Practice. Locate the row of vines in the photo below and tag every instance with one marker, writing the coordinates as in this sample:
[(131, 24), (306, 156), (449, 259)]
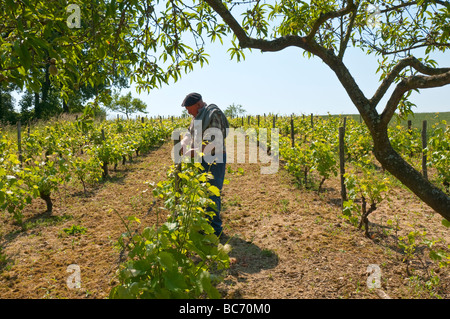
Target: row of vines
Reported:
[(315, 149), (310, 151), (49, 155)]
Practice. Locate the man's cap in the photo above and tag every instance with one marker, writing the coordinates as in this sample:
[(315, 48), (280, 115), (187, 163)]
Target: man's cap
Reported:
[(191, 99)]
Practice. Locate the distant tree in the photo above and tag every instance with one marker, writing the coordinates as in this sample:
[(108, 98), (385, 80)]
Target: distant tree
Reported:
[(234, 110), (126, 104)]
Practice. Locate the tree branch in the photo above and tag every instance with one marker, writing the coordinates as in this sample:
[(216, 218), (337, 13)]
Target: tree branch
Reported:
[(402, 64), (330, 15), (411, 83), (344, 43)]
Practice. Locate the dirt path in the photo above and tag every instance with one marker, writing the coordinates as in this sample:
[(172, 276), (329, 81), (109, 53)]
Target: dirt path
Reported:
[(287, 242)]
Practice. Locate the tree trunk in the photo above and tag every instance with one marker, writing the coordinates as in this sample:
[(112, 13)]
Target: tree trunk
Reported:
[(410, 177)]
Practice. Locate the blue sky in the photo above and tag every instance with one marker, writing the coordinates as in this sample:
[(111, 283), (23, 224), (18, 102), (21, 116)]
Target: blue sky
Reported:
[(282, 82)]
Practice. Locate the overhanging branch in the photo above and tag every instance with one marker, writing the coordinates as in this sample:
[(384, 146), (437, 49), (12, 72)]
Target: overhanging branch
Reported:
[(408, 84)]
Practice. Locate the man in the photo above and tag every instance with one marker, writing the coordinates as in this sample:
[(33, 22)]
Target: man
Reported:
[(208, 121)]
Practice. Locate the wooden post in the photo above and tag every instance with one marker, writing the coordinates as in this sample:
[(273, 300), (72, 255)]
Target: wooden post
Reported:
[(410, 135), (177, 178), (424, 145), (292, 132), (19, 140), (342, 164)]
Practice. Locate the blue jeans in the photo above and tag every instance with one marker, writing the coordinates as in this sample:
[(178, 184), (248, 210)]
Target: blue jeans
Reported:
[(218, 171)]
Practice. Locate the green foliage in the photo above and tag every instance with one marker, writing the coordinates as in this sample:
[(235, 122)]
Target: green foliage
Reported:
[(63, 151), (181, 257)]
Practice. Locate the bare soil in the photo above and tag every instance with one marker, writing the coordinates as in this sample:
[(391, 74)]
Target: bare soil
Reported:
[(287, 242)]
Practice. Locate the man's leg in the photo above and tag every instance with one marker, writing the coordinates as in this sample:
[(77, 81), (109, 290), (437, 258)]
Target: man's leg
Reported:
[(218, 171)]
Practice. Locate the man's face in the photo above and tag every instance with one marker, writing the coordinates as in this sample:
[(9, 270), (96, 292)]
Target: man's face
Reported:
[(193, 109)]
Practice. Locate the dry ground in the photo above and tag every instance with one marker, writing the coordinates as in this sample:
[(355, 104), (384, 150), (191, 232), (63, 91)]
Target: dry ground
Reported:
[(287, 242)]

**Problem statement**. For this exercise, please retype exactly the lines in the listing from the line with "Practice. Locate the man's face" through its last line, both ends included.

**Answer to the exercise**.
Practice. Locate the man's face in the photo above and tag every instance with one marker, writing the coordinates as in this sample:
[(9, 270), (96, 292)]
Target: man's face
Reported:
[(193, 109)]
Practice. Locate the dry ground in the photo above and tag every instance with one marker, writing the coordinates as in this sample:
[(355, 104), (384, 150), (191, 232), (63, 91)]
Target: dry ground
Reported:
[(287, 242)]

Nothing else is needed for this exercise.